(Items listed in a dataset)
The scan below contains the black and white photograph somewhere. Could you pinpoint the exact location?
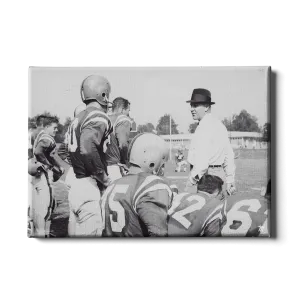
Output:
[24,64,272,240]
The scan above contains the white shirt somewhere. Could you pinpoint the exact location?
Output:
[187,113,235,183]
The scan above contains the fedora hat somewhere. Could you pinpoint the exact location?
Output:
[186,89,215,105]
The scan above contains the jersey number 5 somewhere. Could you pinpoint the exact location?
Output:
[103,184,129,232]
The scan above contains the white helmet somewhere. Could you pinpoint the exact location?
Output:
[128,132,169,174]
[80,75,111,106]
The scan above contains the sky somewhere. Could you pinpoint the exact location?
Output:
[24,64,269,133]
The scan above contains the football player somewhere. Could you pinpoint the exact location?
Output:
[175,148,186,172]
[221,180,271,237]
[106,97,132,181]
[68,75,112,236]
[101,133,172,237]
[27,117,64,237]
[168,174,224,237]
[57,103,86,185]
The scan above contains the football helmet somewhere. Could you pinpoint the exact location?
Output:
[128,133,169,176]
[80,75,111,106]
[74,103,86,118]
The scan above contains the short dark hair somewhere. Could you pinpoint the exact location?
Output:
[43,117,59,127]
[197,174,224,194]
[36,115,47,126]
[112,97,130,111]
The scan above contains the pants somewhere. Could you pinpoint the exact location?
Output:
[107,165,122,181]
[65,167,76,185]
[68,176,104,236]
[30,172,55,237]
[206,167,227,197]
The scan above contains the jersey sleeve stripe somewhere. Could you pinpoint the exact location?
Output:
[100,184,115,226]
[113,115,132,132]
[202,203,224,231]
[133,183,172,213]
[80,110,110,131]
[81,117,108,130]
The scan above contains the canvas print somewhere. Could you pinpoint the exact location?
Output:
[24,64,272,240]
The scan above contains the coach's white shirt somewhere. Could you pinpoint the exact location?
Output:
[187,113,235,183]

Task directions. Please copy the listing, beginning at the line that has "The scan above contains the football helmet" and stopping after the line that has "[206,167,227,197]". Keep every line in that span, including those that are not answers, unchanged, except that each bounding-box coordinate in the answers is multiplied by 2.1 and rounded to a whole number, with halves rounded up.

Task response.
The scan above contains the football helmet somewhere. Could you pinpoint the exact location?
Output:
[269,279,355,370]
[168,158,233,223]
[155,216,181,248]
The scan above contains the short dark hair somewhere. Could you pinpoint the exact location?
Output:
[90,246,124,267]
[414,365,470,407]
[76,242,99,265]
[235,204,273,233]
The scan above contains the pants somewhere. Could you pinpoint the exact location?
Output:
[225,347,256,380]
[137,351,160,389]
[143,370,218,496]
[63,361,116,498]
[433,351,477,414]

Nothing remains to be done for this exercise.